• [Exercise details] Extend the vitamin C price analysis below, picking up right after its last line of code.
BEGIN Given passage
To summarize, the visual analysis highlights that there were no significant changes in market development that could explain the first price hike during the cartel period. This insight hints at the fact that the price increases were due to anticompetitive agreements. On the other hand, the second post-cartel price hike from 2007 onwards, is much more likely to be explained by market factors, due to rising costs of Sorbitol, greater soft drink production and higher prices for orange juice as substitute products. 

In [3]:
# Import modules from Bokeh
from bokeh.plotting import figure, show
from bokeh.models import ColumnDataSource, LinearAxis, Range1d, Label
from bokeh.models.widgets import Panel,Tabs
from bokeh.layouts import column
from bokeh.io import output_notebook

# Set up data for visualization
output_notebook()
data["Timestamp"] = data.index
source = ColumnDataSource(data)

# Create Tab 1
p1 = figure(x_axis_type = "datetime", plot_width = 800, plot_height = 200,toolbar_location=None)
p1.y_range = Range1d(0,max(data["Price"])+3.5)
p1.extra_y_ranges = {"Costs": Range1d(start=0, end=1.5)}
p1.add_layout(LinearAxis(y_range_name="Costs",axis_label="Sorbitol price ($/kg)"),"right")
p1.yaxis[0].axis_label="Vitamin C price ($/kg)"
p1.xaxis.axis_label = "Year"
p1.line(x = "Timestamp", y = "Price", source=source, line_color = "red",line_width=2,legend="Vitamin C price")
p1.line(x = "Timestamp", y = "Sorbitol", source=source, y_range_name = "Costs",line_width=2,legend="Sorbitol price")
p1.legend.location = "top_left"
p1.legend.orientation = "horizontal"

p2 = figure(plot_width = 800, plot_height = 200,toolbar_location=None)
p2.circle(x="Sorbitol",y="Price",source=source)
p2.yaxis.axis_label = "Vitamin C price ($/kg)"
p2.xaxis.axis_label = "Sorbitol price ($/kg)"
END Given passage
BEGIN Given material
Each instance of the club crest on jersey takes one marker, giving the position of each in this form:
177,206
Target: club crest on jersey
END Given material
• [Written response]
slope,intercept = np.polyfit(data["Sorbitol"],data["Price"],1)  #Compute slope and intercept of best-fit line
correlation = np.corrcoef(data["Sorbitol"],data["Price"])[0,1]
x_values = np.array([min(data["Sorbitol"]),max(data["Sorbitol"])]) #Set X values for best-fit line
p2.line(x=x_values,y=intercept + slope*x_values,color="red",line_width=2) #Draw best-fit line
comment = Label(x=0.51, y=4.3, x_units='data', y_units='data', text="Correlation = {}".format(np.round(correlation,2)))
p2.add_layout(comment)
layout1 = column(p1,p2)
tab1 = Panel(child=layout1,title="Sorbitol")

# Create Tab 2
p3 = figure(x_axis_type = "datetime", plot_width = 800, plot_height = 200,toolbar_location=None)
p3.y_range = Range1d(0,max(data["Price"])+3.5)
p3.extra_y_ranges = {"Costs": Range1d(start=0, end=1.5)}
p3.add_layout(LinearAxis(y_range_name="Costs",axis_label="Energy cost ($/Unit)"),"right")
p3.yaxis[0].axis_label="Vitamin C price ($/kg)"
p3.xaxis.axis_label = "Year"
p3.line(x = "Timestamp", y = "Price", source=source, line_color="red",line_width=2,legend="Vitamin C price")
p3.line(x = "Timestamp", y = "Energy", source=source, y_range_name = "Costs",line_width=2,legend="Energy unit cost")
p3.legend.location = "top_left"
p3.legend.orientation = "horizontal"
p3.legend.background_fill_alpha = 0.1

p4 = figure(plot_width = 800, plot_height = 200,toolbar_location=None)
p4.circle(x="Energy",y="Price",source=source)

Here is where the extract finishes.